EXERCISE PASSAGE =
+++++
PRINCETON — An effort to create a memorial honoring the families of veterans who lost their lives while serving their country is getting underway in Mercer County with a Congressional Medal of Honor recipient’s encouragement.

During the July meeting of the Mercer County Commission, Commissioner Bill Archer said he recently met with Hershel Woody Williams, a World War II recipient of the Congressional Medal of Honor. Williams, who received the medal for his actions during the 1944 Battle of Iwo Jima, spoke in late June during the 2019 Marine Corps League Mideast Division Conference in Princeton. 

“He stopped me on the way out,” Archer recalled. “He wanted to talk about the Gold Star Families.” 

The Gold Star Families Memorial Monuments honor families that lost loved ones who served in the nation’s wars. Woods, who is now 95 years old, expressed his intent to extend Gold Star memorials “right across the United States,” Archer said. There are about 51 monuments now standing in the country. 

The monuments, which cost approximately $45,000, are made of black granite with two sides, according to the Gold Star Families Memorial website. The words Gold Star Families Memorial Monument, a tribute to Gold Star Families and Relatives who have sacrificed a Love One for our Freedom are on one side of the monuments. On the opposite side is Homeland, Family, Patriot, and Sacrifice. Each panel is designed to be a reflection of each community’s Gold Star Families and fallen heroes. In the monument’s center is a distinctive cut out representing veterans who paid the ultimate sacrifice.
+++++
SOURCE DATA =

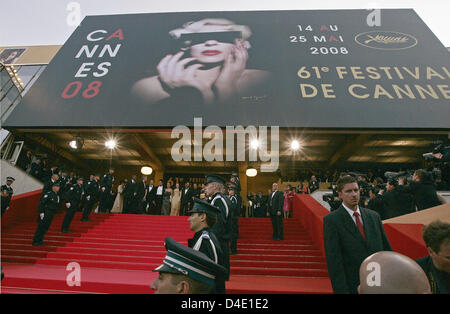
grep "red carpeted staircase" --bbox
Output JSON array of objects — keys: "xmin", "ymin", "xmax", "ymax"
[{"xmin": 1, "ymin": 213, "xmax": 331, "ymax": 293}]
+++++
In one to three sentences, explain why Hershel Woody Williams received the Congressional Medal of Honor, according to the article on the Gold Star memorial effort. The listing is separate from the article on the Gold Star memorial effort.

EXPECTED OUTPUT =
Williams received the Congressional Medal of Honor for his actions during the 1944 Battle of Iwo Jima in World War II.